* **Collected data entries**:
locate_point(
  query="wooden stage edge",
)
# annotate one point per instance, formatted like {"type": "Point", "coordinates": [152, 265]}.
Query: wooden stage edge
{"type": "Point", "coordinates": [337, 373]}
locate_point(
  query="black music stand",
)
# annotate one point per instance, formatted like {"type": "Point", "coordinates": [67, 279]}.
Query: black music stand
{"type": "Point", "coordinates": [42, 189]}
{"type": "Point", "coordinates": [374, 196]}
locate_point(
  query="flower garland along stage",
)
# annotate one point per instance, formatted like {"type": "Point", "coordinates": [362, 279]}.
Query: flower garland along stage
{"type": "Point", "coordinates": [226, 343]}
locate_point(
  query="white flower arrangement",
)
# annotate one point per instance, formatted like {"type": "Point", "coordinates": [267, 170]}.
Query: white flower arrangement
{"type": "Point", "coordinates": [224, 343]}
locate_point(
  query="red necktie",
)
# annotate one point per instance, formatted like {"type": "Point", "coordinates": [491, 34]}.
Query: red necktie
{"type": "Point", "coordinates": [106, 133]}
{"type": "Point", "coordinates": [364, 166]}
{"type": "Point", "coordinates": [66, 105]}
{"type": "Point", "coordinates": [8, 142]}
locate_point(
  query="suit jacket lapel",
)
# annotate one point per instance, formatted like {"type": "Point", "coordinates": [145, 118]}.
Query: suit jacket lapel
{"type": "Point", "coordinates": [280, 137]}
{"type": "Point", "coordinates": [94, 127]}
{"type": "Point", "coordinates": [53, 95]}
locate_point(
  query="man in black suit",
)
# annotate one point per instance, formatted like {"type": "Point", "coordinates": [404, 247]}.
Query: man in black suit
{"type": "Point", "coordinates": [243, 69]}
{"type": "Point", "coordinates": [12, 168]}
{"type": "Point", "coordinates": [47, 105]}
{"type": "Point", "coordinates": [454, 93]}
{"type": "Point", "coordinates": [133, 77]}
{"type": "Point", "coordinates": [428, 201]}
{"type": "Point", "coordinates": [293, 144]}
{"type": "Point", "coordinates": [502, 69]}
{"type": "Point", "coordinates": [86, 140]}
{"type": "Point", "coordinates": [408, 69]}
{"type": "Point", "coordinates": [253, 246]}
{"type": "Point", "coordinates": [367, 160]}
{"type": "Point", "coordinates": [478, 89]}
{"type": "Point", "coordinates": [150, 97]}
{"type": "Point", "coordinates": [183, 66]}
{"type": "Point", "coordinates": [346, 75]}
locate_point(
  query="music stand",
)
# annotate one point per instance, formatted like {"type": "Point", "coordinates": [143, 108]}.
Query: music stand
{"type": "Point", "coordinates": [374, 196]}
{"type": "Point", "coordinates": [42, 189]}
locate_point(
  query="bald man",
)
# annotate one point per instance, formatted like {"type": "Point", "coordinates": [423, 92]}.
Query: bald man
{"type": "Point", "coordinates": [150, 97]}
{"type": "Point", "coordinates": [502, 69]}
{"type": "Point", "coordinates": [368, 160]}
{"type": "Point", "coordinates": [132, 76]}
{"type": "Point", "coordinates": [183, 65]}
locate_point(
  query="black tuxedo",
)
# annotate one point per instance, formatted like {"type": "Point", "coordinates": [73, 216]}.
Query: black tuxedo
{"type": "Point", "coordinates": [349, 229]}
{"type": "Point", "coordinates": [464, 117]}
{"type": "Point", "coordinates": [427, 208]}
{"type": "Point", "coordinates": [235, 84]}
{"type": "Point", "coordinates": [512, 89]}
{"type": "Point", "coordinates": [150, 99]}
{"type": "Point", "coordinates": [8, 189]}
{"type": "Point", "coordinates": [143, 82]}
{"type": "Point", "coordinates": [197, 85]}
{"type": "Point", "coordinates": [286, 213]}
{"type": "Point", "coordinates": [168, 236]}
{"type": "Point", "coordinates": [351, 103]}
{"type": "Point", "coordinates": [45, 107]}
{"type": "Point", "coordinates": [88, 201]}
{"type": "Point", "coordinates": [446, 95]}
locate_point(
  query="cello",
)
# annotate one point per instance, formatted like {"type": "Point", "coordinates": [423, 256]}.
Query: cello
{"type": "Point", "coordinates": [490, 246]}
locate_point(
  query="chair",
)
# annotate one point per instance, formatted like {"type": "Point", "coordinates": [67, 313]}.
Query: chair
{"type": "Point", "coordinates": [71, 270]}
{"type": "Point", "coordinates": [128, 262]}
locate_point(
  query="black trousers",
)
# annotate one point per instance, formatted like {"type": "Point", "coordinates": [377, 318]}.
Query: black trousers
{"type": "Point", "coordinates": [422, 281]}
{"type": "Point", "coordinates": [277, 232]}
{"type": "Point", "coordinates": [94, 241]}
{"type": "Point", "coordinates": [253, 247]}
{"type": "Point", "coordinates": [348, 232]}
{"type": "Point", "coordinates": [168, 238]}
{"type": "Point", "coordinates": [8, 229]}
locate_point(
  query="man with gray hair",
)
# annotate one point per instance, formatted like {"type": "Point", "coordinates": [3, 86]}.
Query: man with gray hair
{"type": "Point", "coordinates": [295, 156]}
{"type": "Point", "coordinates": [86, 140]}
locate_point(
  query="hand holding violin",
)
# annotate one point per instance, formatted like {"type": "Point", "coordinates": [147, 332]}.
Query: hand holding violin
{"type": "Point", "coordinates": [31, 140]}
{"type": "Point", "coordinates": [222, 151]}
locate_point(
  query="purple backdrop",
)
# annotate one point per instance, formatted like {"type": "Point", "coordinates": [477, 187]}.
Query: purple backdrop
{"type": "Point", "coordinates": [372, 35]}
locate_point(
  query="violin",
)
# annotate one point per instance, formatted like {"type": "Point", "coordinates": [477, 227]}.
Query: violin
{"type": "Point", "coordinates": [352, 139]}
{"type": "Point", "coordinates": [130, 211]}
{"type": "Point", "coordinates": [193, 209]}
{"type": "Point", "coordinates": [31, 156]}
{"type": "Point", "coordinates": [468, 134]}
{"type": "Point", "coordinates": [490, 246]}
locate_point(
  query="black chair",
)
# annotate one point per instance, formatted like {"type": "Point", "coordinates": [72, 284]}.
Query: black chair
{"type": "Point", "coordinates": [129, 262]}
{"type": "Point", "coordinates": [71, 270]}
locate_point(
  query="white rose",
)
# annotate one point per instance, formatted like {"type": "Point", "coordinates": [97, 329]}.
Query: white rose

* **EXERCISE PROMPT**:
Identify each line of the records that contains the string "tuxedo", and copy those lines. Case counts.

* **WRITTEN SOLUTION**:
  query="black tuxedo",
Query: black tuxedo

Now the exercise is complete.